Buch: A Third Collection

Titel: A Third Collection

Stichwort: Übergang von Logik -> Methode (Aristoteles); Faculty psychology; Psychologie und Metaphysik; Intentionalitätsanalyse

Kurzinhalt: For logic what is first is premises. Among premises come first the most universal:; Because metaphysics is first, psychology has to be a faculty psychology:; Method reverses such priorities

Textausschnitt: 34/4 The transition we envisage is from logic to method. Aristotle himself would not admit the strict application of his own Posterior Analytics outside the field of mathematics. Modern science places its reliance, not on any principles or laws it has discovered and may revise, but upon empirical method. Modern scholarship operates on similar lines in its very different field: it is a matter of growing familiarity with the data, advancing comprehension of their meaning and significance, and complete submission to the demand for revision when contrary data or a fuller comprehension come to light. My own study, Verbum: Word and Idea in Aquinas," would show the continuity of such ideas of method with the Aristotelian and Thomist tradition, while my larger work, Insight, sets forth a generalized empirical method that operates principally on the data of consciousness to work out a cognitional theory, an epistemology, and a metaphysics. First it asks what one is doing when one is knowing. Next, why is doing that knowing? Thirdly, what does one know when one does it? (45; Fs) (notabene)

DATASET CONTENT:

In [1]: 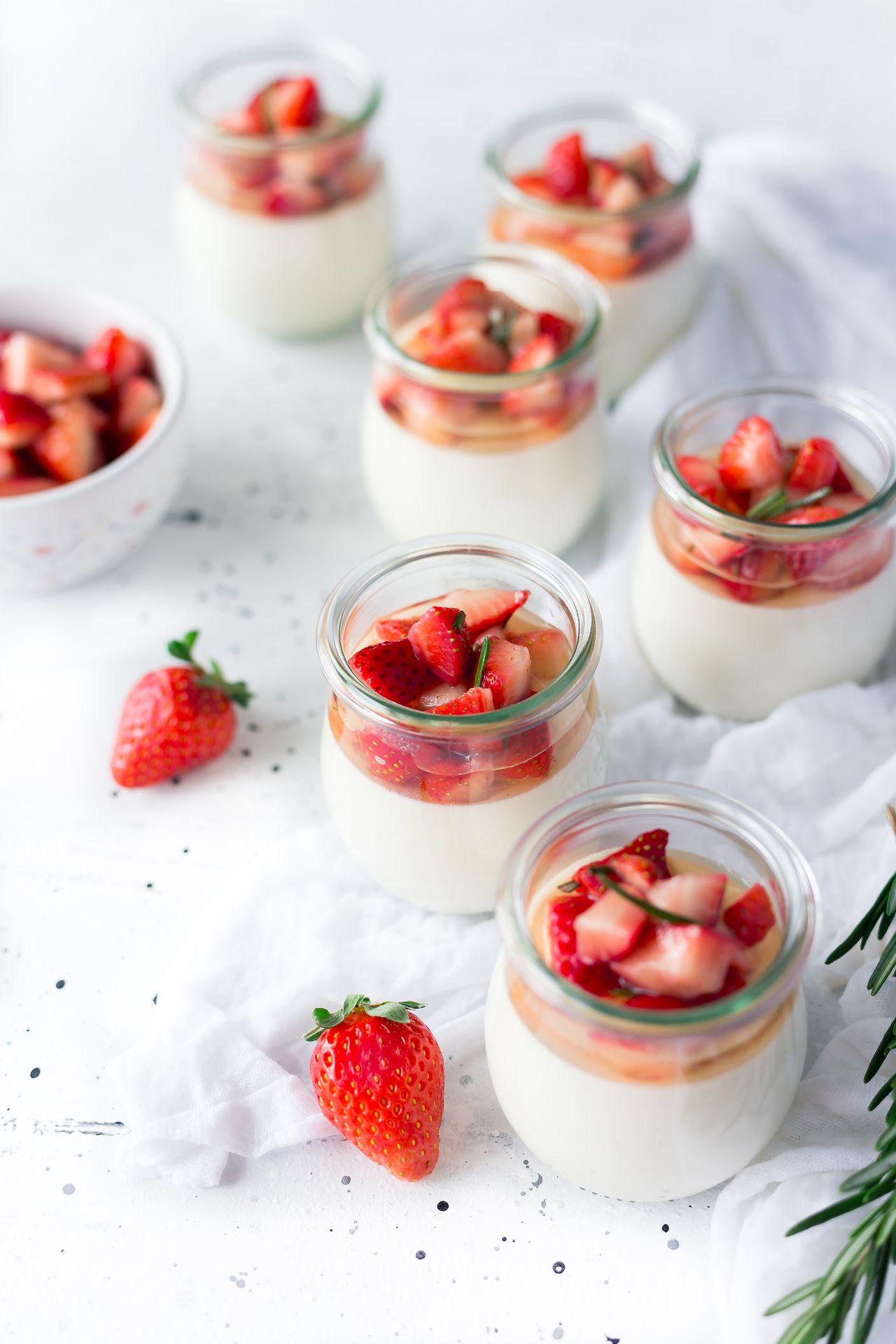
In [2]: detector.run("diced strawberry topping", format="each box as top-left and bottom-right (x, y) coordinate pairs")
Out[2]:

WHAT TO PRODUCE: According to the summary line of the book excerpt, why does psychology have to be a faculty psychology? Answer in one to three sentences. The listing has no connection to the book excerpt.

EXERCISE SOLUTION: Psychology has to be a faculty psychology because metaphysics is first.